WRITTEN REQUEST 1
Answer these questions using the article on the Michener Award, giving one answer per line:
(a) How many people were killed in the bus accident from Humboldt, Sask.?
(b) Who chairs the Michener Awards Foundation board of directors?
(c) In what year was Ms. Tomlinson's investigation into foreign speculation in Vancouver's real estate market awarded a Michener Citation of Merit?
WRITTEN REQUEST 2
Carry the article on The Globe and Mail's Michener Award forward with the next few paragraphs, starting after its final sentence.

PAGE
============

The Globe and Mail has won the 2019 Michener Award recognizing public-service journalism for its investigation into the exploitation of newcomers, the newspaper’s 12th win and the most of any media outlet.

False Promises, spearheaded by Kathy Tomlinson, revealed that some newcomers to Canada – many of them temporary workers or foreign students – are exploited by corrupt immigration consultants and employers. Her investigation took her from the wealthy suburbs of Vancouver to the terrible bus accident that killed 16 people, including a number of young hockey players, from Humboldt, Sask.

In the wake of this thorough and complex series, Ottawa introduced open work visas to allow foreign nationals facing abuse to switch employers, and a new law was passed allowing more stringent regulation of immigration consultants.

“Every day, there are journalists across the country who investigate and confront public administrations, private businesses or individuals who, through their negligence, poor administration or greed, abandon Canadians,” said Pierre-Paul Noreau, chair of the Michener Awards Foundation board of directors. “Through their actions and determination, these journalists change the lives of our citizens for the better.”

Globe editor-in-chief David Walmsley called the win a profound honour.

“To win this in its 50th year is a very special thing and everyone associated with The Globe and Mail feels the pride,” Mr. Walmsley said.

“Kathy Tomlinson and her editors, in particular Dennis Choquette, worked with a team of photographers, graphic storytellers and designers to tell these stories. And their journalism relied heavily on those who trusted them to be their voice. We will pay that faith forward with our future work.”

This is the third time Ms. Tomlinson’s work has been recognized by the foundation. In 2014, her investigation into foreign speculation in Vancouver’s real estate market was awarded a Michener Citation of Merit. In 2015, she led a team of CBC journalists in an investigation that revealed abuses of the temporary foreign worker program. That work was also awarded a citation of merit.

Governor-General Julie Payette presented Ms. Tomlinson with the award virtually from Rideau Hall on Thursday.

In a speech, Ms. Tomlinson said that the piece prompted the federal and provincial governments to introduce new laws to provide foreign workers with more rights and support.

============

RECORDS
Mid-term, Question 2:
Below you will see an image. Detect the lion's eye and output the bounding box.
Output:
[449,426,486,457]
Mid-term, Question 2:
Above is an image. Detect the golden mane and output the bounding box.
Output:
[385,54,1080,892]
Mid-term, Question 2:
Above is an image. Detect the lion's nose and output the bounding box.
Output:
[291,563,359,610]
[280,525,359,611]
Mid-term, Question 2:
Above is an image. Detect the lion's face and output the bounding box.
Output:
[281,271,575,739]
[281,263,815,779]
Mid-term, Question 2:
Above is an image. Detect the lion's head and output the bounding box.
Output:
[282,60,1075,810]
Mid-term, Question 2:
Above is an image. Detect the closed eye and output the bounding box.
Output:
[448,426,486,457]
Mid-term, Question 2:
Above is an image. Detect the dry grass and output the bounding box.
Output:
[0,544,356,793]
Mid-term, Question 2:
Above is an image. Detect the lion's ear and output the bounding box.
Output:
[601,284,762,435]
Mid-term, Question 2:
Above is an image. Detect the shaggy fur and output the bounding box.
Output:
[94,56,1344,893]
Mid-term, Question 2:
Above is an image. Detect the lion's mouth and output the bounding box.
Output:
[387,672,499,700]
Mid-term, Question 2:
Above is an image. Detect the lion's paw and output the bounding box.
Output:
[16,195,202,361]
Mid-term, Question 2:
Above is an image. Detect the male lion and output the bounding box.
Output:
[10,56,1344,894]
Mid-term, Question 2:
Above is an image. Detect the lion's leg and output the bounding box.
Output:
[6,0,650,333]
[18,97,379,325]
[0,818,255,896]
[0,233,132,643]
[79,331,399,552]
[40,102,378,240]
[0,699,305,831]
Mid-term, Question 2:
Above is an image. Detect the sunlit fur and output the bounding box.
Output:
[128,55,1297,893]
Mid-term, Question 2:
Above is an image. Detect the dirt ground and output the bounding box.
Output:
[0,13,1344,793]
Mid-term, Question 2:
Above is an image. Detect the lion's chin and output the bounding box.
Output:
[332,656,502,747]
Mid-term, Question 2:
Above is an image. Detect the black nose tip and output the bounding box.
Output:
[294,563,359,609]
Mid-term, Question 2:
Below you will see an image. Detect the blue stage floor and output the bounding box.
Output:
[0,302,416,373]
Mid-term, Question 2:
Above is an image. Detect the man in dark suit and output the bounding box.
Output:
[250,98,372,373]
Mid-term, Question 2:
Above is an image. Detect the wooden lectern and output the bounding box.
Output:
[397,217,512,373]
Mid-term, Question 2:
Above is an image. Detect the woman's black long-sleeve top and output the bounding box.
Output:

============

FINAL RESULT 1
(a) 16
(b) Pierre-Paul Noreau
(c) 2014

FINAL RESULT 2
“That ultimately is the role of public-service journalism,” she said. “At its best, it not only reveals the truth, no matter how challenging, flawed or complex it might be, it goes further to spark the ideas and the conversations to correct it.”

The Michener Awards Foundation also presented former Globe journalist John Anderson Fraser with the Michener-Baxter Special Award for long-term achievement in public-service journalism, which has only been bestowed on eight Canadians in the past three decades. Mr. Fraser’s six-decade-long journalistic career has been wide-ranging, spanning across stints as a reporter, columnist, editor, ombudsman and benefactor.

In his distinguished and award-winning tenure at The Globe, Mr. Fraser was a dance and theatre critic, a China correspondent, Britain-based European correspondent, Ottawa bureau chief, national columnist and national editor.

Mr. Fraser said that over his 60-year career, the tools of journalism have changed, but the core of the industry has stayed the same.

“Some things have simply not changed, and that is the core values of journalism.”

The finalists include five other media organizations. CBC News found that more than 600 minors in 36 sports across Canada have been victims of sexual crimes, and that more than 200 coaches have been convicted of sexual offences against a minor during the past two decades.

The Institute for Investigative Journalism was cited for a collaborative series with the Toronto Star, Le Devoir, Regina Leader-Post, Global News, National Observer, and Star Halifax/Vancouver/Calgary/Edmonton that revealed elevated levels of lead and other contaminants in drinking water.

Halifax Examiner reporter Tim Bousquet uncovered why a convicted murderer was freed from prison on a rare court-ordered release.

La Presse reporter Vincent Larouche exposed the decontamination industry infiltrated by organized crime and revealed that contractors were routinely illegally dumping contaminated soil.

The London Free Press was nominated for its investigative series into the way London police treated a 24-year-old woman who was assaulted by a sergeant at a police station in 2016.